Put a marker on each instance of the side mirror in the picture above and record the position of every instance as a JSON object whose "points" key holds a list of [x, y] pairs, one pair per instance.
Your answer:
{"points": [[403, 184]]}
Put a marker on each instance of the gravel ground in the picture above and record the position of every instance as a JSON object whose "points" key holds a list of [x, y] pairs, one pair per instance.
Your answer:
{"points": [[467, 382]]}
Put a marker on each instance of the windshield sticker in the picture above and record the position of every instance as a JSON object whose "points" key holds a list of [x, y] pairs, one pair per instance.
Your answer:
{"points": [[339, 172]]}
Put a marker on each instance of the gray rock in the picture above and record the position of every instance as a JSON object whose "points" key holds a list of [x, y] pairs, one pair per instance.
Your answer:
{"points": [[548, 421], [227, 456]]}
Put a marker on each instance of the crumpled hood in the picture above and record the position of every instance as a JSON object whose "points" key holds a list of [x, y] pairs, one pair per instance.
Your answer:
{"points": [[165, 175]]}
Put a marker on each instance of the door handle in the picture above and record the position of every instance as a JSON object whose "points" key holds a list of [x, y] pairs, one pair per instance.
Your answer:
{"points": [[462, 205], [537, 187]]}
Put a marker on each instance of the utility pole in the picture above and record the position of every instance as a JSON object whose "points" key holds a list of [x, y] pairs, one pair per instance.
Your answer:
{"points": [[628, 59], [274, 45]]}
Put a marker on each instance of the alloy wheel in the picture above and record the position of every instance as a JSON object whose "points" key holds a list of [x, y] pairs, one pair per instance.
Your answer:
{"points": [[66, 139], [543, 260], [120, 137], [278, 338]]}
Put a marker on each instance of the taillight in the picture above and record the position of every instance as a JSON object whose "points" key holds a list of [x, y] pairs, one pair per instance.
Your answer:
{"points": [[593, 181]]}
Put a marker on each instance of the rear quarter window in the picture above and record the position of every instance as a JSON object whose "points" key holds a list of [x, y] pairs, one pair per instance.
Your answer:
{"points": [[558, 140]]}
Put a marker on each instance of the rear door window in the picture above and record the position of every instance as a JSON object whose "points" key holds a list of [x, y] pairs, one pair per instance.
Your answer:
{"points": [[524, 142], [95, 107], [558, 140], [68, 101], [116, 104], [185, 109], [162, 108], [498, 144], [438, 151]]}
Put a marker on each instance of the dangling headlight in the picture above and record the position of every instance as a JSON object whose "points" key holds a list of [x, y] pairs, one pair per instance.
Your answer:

----

◆ EXERCISE GOAL ◆
Select from the material above each line in which the string "rear" appears, and list those lines.

◆ THE ANSWER ◆
Put a marker on each instance of the rear quarter window in the picture above and record the position of every instance as a JSON object whose "points" key holds a list of [x, y] pairs, one pair per instance.
Put a marker on each instance of the rear door window in the picture above and record the position of every instance as a JSON object whose "points" key holds a list of [x, y] pairs, one pair per instance.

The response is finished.